• PAGE EXCERPT

┄┄┄┄┄┄┄┄┄┄┄┄┄┄┄┄┄┄┄┄

Yawkey Foundations Gift Goes to Work
Over the summer, the Yawkey Nonprofit Internship Program provides stipends for 14 BU sophomores and juniors. The program, which pays a stipend of $1,500 for an internship during the academic year and $3,000 for a summer internship, is funded by the Yawkey Foundations, which pledged $10 million in September 2014.
A CFA Center for All Things Beethoven
The new College of Fine Arts Center for Beethoven Research, a resource for all things Beethoven and a magnet for scholars from around the world, has been a work in progress since 2012. The center, based in the School of Music department of musicology and ethnomusicology, features a digitized library and is collaborating with Beethoven centers around the world to host events and conferences.
Meredith Vieira Urges Students to Embrace Nonconformity
Journalist and TV host Meredith Viera tells a Commencement crowd of 25,000 that being open to new possibilities isn’t always easy but warns: “Don’t ever be a conformist for convenience’s sake.”
Ann Cudd Appointed Dean of College of Arts & Sciences
Vice Provost of the University of Kansas Ann Cudd takes over as dean of the College and Graduate School of Arts & Sciences on August 1. Cudd, a philosopher who studies oppression, adamantly opposes the idea of downplaying the liberal arts for more professionally oriented fields like business and technology. She believes the humanities teach us how to look at society differently and ask ourselves the tough ethical questions.

┄┄┄┄┄┄┄┄┄┄┄┄┄┄┄┄┄┄┄┄

• DIRECTIONS FOR THIS TASK
Please list every headline in the news briefs above, word for word.

• DATASET
┄┄┄┄┄┄┄┄┄┄┄┄┄┄┄┄┄┄┄┄

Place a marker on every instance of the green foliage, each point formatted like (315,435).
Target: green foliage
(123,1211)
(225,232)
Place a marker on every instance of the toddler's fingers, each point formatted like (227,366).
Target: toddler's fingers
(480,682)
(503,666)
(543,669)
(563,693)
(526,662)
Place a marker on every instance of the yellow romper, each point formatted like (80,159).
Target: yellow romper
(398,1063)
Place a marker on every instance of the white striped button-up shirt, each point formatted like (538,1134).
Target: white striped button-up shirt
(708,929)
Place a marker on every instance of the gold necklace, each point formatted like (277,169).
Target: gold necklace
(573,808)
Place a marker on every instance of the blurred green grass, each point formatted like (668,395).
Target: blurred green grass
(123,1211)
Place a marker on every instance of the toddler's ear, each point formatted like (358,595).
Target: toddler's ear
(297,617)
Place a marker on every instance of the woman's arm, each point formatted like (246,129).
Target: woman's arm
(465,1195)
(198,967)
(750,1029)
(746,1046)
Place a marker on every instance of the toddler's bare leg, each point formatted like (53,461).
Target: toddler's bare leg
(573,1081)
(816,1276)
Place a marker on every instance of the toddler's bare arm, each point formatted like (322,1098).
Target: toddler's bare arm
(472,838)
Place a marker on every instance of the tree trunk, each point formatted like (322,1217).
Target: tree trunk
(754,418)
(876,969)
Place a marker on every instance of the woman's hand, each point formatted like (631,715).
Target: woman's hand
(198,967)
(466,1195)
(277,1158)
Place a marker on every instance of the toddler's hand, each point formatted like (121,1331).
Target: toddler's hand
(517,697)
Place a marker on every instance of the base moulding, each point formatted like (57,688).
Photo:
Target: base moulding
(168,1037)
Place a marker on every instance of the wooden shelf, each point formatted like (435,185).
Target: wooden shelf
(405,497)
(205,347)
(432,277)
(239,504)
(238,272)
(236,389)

┄┄┄┄┄┄┄┄┄┄┄┄┄┄┄┄┄┄┄┄

• YOUR RESPONSE
Yawkey Foundations Gift Goes to Work
A CFA Center for All Things Beethoven
Meredith Vieira Urges Students to Embrace Nonconformity
Ann Cudd Appointed Dean of College of Arts & Sciences